WORK REQUIRED » Gather every line of the entries below that contains the word "cosmos".

MATERIAL PROVIDED »

* BEGIN *

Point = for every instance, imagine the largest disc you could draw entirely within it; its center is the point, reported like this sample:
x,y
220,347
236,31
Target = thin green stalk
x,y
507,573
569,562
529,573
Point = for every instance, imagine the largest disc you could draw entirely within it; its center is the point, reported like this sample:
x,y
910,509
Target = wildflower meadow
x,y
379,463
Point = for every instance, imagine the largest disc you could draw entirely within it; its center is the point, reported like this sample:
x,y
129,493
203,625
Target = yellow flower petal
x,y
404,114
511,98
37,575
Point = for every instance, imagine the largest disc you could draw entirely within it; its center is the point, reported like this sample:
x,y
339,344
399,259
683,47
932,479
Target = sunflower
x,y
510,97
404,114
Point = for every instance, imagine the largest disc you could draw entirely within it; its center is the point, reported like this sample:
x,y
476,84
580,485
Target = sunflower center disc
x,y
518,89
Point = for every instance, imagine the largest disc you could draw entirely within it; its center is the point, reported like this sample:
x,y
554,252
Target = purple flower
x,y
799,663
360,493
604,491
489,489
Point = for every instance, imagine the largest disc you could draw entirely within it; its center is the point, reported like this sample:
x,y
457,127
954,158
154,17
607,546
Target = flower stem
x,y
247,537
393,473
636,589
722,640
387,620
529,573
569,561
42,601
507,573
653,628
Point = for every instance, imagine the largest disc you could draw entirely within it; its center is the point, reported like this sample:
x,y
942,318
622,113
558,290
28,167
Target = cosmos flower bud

* END *
* BEGIN *

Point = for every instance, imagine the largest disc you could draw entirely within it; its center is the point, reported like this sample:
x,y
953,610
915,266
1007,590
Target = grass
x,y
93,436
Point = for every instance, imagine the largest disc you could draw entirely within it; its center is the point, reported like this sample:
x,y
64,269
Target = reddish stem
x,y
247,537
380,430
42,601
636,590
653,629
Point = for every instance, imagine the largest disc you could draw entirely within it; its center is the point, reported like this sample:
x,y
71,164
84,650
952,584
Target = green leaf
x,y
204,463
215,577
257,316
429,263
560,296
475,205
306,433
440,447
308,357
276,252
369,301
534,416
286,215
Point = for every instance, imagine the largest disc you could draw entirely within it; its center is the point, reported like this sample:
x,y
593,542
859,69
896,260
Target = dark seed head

* END *
* BEGIN *

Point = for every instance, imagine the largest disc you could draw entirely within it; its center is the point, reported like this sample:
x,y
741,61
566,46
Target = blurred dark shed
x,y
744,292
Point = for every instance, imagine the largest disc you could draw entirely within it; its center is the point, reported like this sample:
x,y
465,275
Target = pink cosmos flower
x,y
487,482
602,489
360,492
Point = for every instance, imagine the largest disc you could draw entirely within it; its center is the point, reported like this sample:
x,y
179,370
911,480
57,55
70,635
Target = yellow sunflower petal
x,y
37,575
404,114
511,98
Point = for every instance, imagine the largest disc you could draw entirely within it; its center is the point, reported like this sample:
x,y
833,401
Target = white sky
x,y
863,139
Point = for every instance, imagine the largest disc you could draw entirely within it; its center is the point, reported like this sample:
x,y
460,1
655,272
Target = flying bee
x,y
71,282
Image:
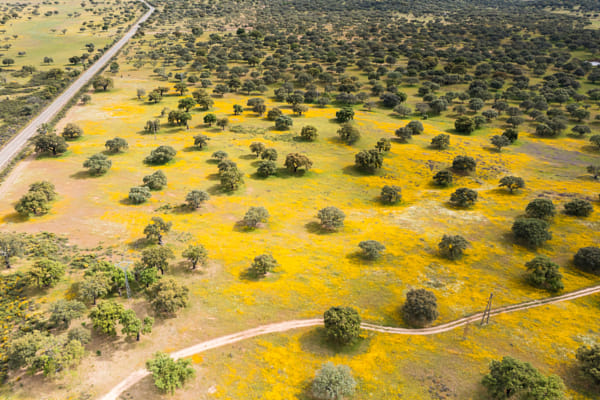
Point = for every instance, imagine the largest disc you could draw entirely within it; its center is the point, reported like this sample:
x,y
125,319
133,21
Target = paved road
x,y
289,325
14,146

* END *

ANSWER FOR THE TASK »
Target = cosmos flower bud
Target = pink cosmos flower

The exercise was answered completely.